(Image-grounded pointing data)
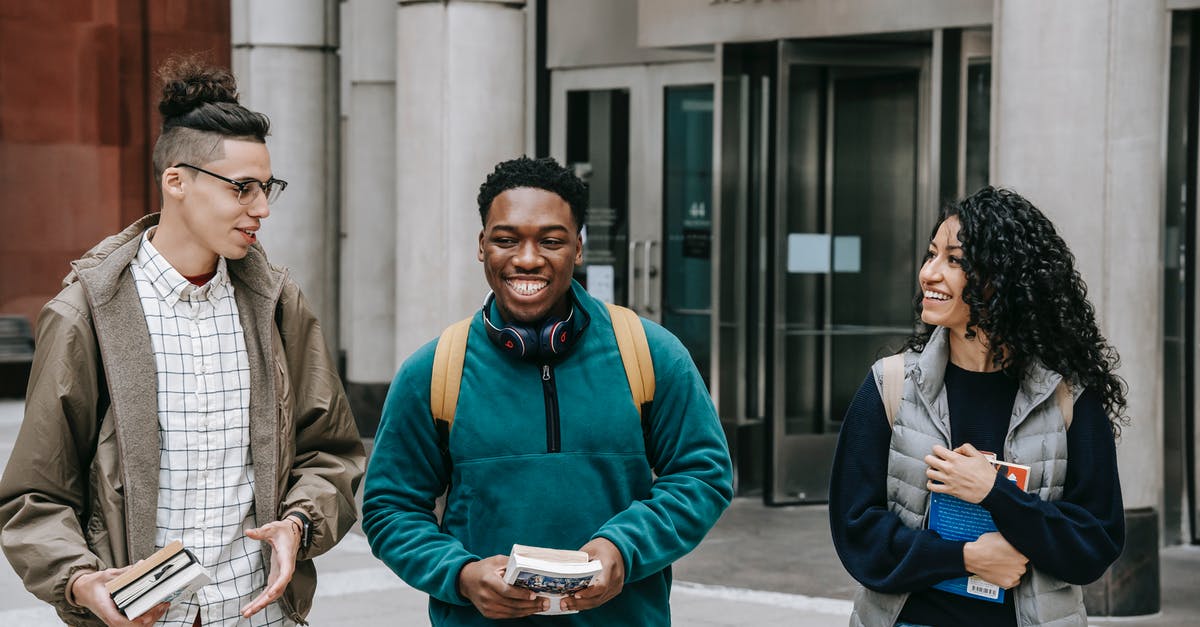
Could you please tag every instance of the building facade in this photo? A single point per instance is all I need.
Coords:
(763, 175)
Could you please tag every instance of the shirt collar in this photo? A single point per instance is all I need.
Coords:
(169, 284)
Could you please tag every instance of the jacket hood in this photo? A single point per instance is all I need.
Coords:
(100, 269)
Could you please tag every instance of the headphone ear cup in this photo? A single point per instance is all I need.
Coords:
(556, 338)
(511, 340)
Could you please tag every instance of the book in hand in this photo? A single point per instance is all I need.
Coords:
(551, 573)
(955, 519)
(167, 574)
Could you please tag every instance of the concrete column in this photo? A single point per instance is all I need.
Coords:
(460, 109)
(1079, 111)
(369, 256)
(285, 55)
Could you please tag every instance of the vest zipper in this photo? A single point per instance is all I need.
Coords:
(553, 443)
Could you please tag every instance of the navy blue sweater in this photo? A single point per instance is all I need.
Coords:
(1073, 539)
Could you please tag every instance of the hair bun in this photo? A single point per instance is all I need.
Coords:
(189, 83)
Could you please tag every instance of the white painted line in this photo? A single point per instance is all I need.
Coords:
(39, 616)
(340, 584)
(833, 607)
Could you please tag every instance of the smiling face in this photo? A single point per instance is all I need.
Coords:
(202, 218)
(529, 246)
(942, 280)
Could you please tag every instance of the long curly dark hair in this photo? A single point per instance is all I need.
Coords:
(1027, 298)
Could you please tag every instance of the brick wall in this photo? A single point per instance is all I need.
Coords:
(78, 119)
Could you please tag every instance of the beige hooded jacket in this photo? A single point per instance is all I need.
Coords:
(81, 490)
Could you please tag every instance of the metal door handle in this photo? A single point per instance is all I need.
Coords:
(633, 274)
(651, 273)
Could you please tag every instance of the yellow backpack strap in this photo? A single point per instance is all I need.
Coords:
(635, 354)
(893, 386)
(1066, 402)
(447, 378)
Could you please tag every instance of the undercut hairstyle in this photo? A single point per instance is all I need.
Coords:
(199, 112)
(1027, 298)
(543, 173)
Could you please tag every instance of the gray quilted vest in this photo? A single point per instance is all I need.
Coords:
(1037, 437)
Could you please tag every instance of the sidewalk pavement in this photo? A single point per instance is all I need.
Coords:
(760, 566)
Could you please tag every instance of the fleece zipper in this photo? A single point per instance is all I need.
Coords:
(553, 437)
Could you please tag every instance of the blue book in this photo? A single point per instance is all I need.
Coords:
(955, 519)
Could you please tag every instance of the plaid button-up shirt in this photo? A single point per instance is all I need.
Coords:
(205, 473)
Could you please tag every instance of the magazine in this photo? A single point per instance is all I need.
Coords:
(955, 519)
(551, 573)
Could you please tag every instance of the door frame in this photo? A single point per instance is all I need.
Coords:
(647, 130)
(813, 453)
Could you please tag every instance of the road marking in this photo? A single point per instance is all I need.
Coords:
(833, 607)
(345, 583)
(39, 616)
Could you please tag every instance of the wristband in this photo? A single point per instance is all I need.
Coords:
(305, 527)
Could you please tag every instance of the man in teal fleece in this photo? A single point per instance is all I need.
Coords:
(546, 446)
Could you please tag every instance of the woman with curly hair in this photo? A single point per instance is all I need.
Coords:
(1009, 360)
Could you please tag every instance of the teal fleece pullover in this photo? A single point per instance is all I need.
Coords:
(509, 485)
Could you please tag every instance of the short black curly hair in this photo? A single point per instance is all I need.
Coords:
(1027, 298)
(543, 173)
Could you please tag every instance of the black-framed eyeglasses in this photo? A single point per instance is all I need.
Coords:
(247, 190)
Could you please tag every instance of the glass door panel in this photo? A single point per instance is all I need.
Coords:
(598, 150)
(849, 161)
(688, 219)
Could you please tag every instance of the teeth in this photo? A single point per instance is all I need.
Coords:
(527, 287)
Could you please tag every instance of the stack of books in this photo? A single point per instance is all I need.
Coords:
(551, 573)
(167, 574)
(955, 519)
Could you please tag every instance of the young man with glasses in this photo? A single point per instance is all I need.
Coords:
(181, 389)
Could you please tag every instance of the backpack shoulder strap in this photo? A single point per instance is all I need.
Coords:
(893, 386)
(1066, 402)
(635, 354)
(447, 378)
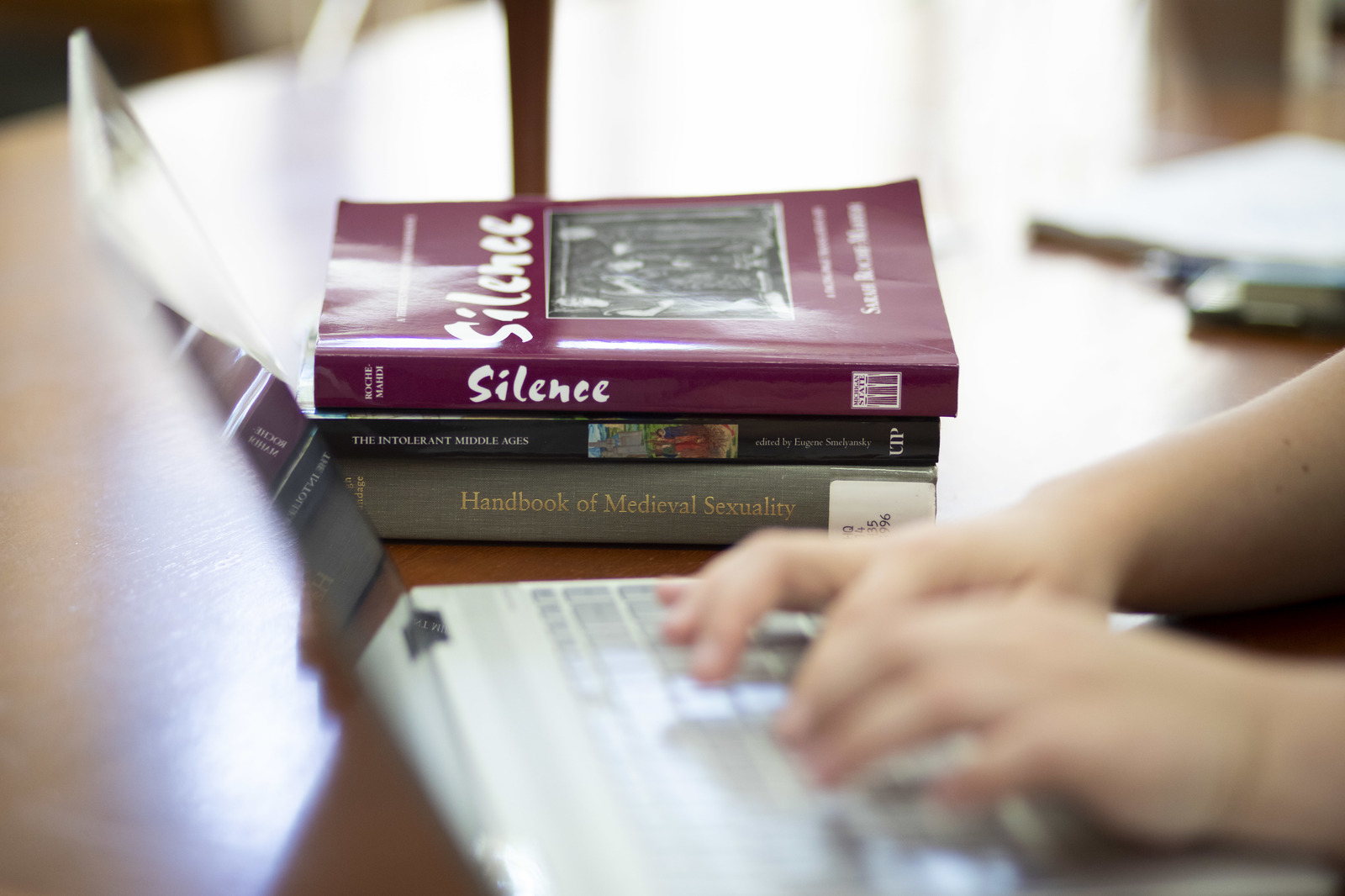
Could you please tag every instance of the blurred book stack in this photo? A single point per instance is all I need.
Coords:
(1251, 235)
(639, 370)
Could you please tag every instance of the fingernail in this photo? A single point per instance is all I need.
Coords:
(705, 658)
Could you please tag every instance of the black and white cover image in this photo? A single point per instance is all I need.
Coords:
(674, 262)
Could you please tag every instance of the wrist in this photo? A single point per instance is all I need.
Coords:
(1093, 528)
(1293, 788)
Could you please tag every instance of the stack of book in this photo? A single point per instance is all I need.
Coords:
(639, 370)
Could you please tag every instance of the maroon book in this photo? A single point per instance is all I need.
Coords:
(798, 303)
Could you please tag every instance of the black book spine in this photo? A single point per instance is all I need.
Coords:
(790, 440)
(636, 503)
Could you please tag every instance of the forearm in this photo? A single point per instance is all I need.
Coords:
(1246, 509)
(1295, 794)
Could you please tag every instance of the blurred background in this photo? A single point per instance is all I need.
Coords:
--
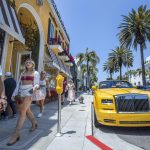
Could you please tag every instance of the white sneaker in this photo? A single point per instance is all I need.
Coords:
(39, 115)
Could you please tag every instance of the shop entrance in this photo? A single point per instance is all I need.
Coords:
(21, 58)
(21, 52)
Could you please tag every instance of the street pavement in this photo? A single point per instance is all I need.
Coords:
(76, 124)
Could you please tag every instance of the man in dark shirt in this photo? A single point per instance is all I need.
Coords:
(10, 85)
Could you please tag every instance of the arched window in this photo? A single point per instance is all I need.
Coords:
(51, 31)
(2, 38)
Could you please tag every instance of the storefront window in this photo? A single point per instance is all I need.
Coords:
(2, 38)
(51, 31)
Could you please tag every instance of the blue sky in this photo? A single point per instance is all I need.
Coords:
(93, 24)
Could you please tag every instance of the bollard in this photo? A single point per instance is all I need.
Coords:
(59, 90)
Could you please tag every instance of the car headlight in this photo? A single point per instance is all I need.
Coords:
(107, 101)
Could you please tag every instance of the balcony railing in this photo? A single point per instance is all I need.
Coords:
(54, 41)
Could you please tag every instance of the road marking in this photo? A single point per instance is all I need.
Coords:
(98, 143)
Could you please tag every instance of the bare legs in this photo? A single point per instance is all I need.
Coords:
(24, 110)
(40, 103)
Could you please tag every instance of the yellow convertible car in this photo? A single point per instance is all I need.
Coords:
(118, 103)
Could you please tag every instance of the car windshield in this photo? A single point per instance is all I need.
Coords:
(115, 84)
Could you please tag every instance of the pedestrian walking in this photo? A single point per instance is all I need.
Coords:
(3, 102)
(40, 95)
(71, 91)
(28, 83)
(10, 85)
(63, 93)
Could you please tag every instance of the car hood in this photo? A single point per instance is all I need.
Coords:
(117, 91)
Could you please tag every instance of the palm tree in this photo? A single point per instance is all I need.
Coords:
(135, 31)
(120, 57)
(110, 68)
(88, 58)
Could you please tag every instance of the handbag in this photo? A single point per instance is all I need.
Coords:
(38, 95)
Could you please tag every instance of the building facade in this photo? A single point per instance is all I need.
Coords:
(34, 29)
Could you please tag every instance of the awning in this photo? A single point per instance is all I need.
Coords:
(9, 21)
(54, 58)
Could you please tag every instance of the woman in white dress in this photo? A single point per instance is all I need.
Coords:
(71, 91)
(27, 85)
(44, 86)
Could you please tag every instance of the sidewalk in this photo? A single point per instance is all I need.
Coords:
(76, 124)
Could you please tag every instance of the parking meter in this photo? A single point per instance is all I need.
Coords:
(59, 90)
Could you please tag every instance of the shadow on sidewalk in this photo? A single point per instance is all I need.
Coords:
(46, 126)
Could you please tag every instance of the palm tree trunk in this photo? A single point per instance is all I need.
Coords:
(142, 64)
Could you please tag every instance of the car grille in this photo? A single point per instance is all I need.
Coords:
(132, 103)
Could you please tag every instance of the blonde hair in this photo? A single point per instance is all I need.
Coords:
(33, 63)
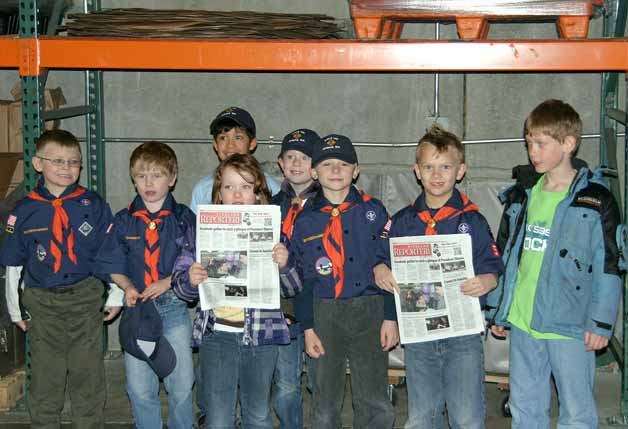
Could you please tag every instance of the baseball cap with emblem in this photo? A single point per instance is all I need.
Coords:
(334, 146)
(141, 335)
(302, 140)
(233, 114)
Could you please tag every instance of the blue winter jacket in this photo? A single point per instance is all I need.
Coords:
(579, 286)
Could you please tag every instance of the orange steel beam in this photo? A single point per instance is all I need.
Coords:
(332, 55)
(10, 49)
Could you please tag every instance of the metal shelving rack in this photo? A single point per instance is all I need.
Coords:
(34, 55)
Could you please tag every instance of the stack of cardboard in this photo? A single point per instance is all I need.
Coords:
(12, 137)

→ **What is being asked**
Among the entries, find every line holding "woman" and return it.

→ **Your solution**
Could you please tag every instance of the woman with curly hair in this photo? A single point per instance is all I need.
Could you please tag every instance of the woman in white dress in this photo? A single point per instance is all I need.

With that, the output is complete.